Set task: With pictures left out, retype exactly the lines from the one containing "of the sunset" through the final line of the entries.

[Records of labeled points]
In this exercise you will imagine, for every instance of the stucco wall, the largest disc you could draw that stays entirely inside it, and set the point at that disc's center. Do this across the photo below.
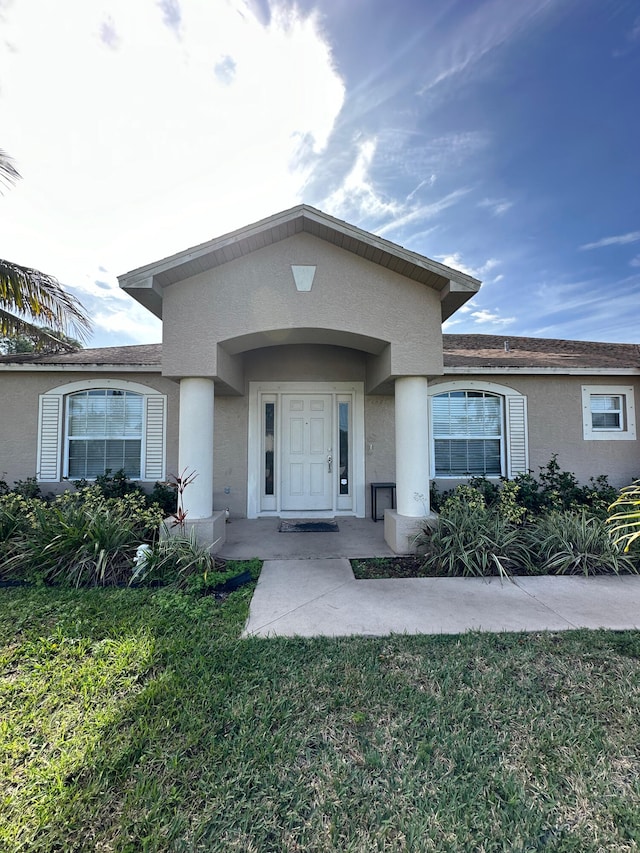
(19, 396)
(257, 293)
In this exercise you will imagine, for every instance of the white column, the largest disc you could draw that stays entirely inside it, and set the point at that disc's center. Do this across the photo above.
(195, 447)
(412, 446)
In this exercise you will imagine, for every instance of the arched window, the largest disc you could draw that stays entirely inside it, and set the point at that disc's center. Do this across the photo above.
(477, 429)
(104, 432)
(468, 430)
(88, 427)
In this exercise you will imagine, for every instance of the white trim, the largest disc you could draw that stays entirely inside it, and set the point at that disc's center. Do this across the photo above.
(515, 438)
(254, 442)
(627, 432)
(48, 458)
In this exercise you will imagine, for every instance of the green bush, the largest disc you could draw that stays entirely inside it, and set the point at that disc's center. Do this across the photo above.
(624, 523)
(473, 543)
(175, 559)
(569, 543)
(526, 496)
(82, 539)
(476, 542)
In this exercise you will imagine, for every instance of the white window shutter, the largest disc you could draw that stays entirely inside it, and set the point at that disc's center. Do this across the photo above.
(49, 458)
(154, 445)
(517, 439)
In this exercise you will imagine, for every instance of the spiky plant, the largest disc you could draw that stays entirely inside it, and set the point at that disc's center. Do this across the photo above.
(31, 300)
(625, 520)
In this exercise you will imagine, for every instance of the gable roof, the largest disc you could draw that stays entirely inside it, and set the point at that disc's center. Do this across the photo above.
(145, 284)
(462, 354)
(468, 353)
(140, 357)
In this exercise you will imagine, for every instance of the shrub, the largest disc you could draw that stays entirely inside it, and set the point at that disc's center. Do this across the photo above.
(473, 542)
(575, 543)
(624, 523)
(526, 496)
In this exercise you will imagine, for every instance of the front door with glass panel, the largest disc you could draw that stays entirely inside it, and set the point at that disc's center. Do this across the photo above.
(307, 452)
(306, 449)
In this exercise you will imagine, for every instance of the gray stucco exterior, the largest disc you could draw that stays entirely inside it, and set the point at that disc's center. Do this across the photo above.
(368, 316)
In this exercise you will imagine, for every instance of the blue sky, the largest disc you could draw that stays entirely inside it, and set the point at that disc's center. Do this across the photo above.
(499, 137)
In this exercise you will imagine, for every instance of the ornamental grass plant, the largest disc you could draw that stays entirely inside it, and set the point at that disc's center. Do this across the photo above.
(81, 538)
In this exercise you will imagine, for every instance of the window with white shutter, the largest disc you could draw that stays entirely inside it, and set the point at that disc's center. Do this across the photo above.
(87, 428)
(468, 434)
(478, 429)
(608, 413)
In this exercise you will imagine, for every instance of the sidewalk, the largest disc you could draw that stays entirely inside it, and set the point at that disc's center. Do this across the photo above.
(320, 597)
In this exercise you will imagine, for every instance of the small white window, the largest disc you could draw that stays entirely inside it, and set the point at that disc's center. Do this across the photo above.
(608, 413)
(90, 426)
(477, 428)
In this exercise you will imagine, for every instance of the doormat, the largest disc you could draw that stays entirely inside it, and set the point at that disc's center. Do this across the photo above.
(308, 527)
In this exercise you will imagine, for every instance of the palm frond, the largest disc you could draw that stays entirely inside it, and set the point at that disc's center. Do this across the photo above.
(29, 297)
(8, 172)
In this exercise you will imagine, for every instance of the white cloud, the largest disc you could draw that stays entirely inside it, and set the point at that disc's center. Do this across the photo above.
(618, 240)
(357, 193)
(155, 127)
(491, 317)
(497, 206)
(490, 25)
(455, 262)
(133, 322)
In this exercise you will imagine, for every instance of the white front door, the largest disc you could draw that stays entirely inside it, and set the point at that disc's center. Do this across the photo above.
(307, 452)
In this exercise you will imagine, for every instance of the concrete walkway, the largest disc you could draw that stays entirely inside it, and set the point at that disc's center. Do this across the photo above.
(320, 597)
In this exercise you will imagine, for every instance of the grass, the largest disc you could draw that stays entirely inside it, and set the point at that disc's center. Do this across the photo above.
(138, 720)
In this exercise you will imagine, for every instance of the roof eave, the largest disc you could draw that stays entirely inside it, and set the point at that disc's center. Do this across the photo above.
(145, 284)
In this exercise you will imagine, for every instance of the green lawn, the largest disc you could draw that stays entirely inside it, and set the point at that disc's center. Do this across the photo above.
(134, 720)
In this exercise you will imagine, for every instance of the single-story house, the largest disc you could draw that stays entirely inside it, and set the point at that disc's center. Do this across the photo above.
(302, 360)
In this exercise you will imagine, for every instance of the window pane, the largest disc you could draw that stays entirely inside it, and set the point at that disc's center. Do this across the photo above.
(90, 459)
(343, 419)
(467, 429)
(460, 457)
(269, 432)
(606, 411)
(605, 420)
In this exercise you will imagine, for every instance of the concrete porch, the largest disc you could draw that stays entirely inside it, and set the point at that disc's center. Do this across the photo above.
(357, 537)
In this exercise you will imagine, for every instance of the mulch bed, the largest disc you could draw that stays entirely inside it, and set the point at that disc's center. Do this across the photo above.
(409, 566)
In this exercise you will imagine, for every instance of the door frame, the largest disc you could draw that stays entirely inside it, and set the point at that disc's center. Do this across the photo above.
(274, 391)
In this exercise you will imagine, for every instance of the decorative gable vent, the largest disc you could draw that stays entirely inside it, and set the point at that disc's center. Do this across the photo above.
(303, 277)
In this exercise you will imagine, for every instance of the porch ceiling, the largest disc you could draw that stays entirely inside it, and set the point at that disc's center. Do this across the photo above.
(145, 284)
(285, 337)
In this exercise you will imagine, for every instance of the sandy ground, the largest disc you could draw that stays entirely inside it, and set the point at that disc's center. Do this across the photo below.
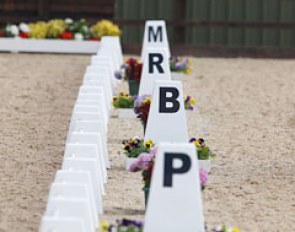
(245, 110)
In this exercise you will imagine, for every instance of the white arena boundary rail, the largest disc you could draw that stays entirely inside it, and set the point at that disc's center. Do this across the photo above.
(76, 194)
(48, 46)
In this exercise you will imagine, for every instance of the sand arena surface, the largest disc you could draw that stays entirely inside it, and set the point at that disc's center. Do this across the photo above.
(245, 111)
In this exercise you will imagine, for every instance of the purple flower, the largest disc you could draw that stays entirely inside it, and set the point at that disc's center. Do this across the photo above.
(179, 65)
(203, 176)
(118, 75)
(124, 66)
(188, 98)
(192, 140)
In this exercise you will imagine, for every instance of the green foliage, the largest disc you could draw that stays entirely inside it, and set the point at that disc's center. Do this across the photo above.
(123, 102)
(204, 153)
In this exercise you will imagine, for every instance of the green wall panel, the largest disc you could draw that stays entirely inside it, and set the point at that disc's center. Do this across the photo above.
(268, 11)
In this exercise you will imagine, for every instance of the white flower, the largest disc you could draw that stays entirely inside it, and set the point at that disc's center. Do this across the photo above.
(68, 21)
(24, 27)
(14, 30)
(78, 36)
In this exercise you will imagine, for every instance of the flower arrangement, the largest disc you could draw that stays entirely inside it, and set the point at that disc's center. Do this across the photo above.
(203, 151)
(55, 28)
(134, 147)
(127, 225)
(180, 65)
(189, 103)
(123, 100)
(130, 70)
(63, 29)
(124, 225)
(105, 27)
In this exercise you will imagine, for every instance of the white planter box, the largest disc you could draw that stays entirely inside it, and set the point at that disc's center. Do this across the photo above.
(48, 46)
(126, 113)
(128, 162)
(205, 164)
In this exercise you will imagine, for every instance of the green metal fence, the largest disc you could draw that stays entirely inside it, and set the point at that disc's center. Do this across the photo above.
(239, 23)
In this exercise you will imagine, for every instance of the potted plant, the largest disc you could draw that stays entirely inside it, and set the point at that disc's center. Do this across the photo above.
(204, 153)
(131, 72)
(179, 67)
(123, 225)
(145, 163)
(125, 104)
(133, 148)
(128, 225)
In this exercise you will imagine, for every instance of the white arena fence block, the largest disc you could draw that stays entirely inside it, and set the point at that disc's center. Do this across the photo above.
(93, 127)
(64, 224)
(113, 42)
(63, 207)
(101, 72)
(96, 90)
(105, 51)
(82, 116)
(86, 164)
(87, 151)
(91, 138)
(99, 110)
(96, 83)
(96, 97)
(155, 35)
(80, 177)
(175, 202)
(105, 61)
(74, 191)
(99, 81)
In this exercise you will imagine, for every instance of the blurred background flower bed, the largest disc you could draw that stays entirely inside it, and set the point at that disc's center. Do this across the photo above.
(62, 29)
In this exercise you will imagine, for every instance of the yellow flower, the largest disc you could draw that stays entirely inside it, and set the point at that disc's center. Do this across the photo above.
(148, 143)
(105, 28)
(55, 27)
(235, 229)
(104, 226)
(38, 30)
(193, 100)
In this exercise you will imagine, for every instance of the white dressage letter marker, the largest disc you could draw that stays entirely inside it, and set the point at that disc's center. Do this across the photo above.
(167, 118)
(156, 67)
(155, 35)
(175, 202)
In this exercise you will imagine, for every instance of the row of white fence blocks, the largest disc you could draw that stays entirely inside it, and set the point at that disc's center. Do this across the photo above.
(76, 194)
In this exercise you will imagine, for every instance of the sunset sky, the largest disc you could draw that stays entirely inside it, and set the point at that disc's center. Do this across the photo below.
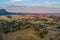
(45, 3)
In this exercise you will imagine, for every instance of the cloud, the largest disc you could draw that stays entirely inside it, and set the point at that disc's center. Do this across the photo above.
(16, 0)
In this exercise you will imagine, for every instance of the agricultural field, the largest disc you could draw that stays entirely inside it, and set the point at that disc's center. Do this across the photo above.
(31, 27)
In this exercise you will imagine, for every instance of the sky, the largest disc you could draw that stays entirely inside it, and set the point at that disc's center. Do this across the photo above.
(45, 3)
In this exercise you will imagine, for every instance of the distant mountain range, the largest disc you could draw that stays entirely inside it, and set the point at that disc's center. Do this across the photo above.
(31, 9)
(4, 12)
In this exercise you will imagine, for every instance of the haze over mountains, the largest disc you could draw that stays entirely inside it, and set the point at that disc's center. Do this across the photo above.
(31, 9)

Exercise output:
In this exercise you will imagine, for every instance of the sunset sky, the largest disc you could draw that stays entirely inside it, and set the point at that disc's center. Do this across the photo below.
(45, 3)
In this exercise you will imagine, for every instance of the cloud, the largest disc you could draw that stays entirely inside it, and set the point at that disc's center. Do this across the photo above.
(16, 0)
In this exercise you will imagine, for every instance of the agricultural field, the largest disc you could draw that stays entirely inside it, and set the point at that disc's center. Do this across the photo above.
(31, 27)
In this exercise you will imagine, for every instance of the sky, the largest disc you could draw that stays entirely inside it, and set the point at that disc's center. Do this across the photo above.
(45, 3)
In this exercise you will imagine, for every instance of the distant mountain range, the largest disc you could draw that stays entirely inside it, and set the point at that disc's center. Do this across the photo above.
(31, 9)
(4, 12)
In this exercise you will imagine, for every instance of the haze over mountains, the largest disc you could draw that stays entirely inside it, and set the point at that disc's center. Do this across the photo above.
(31, 9)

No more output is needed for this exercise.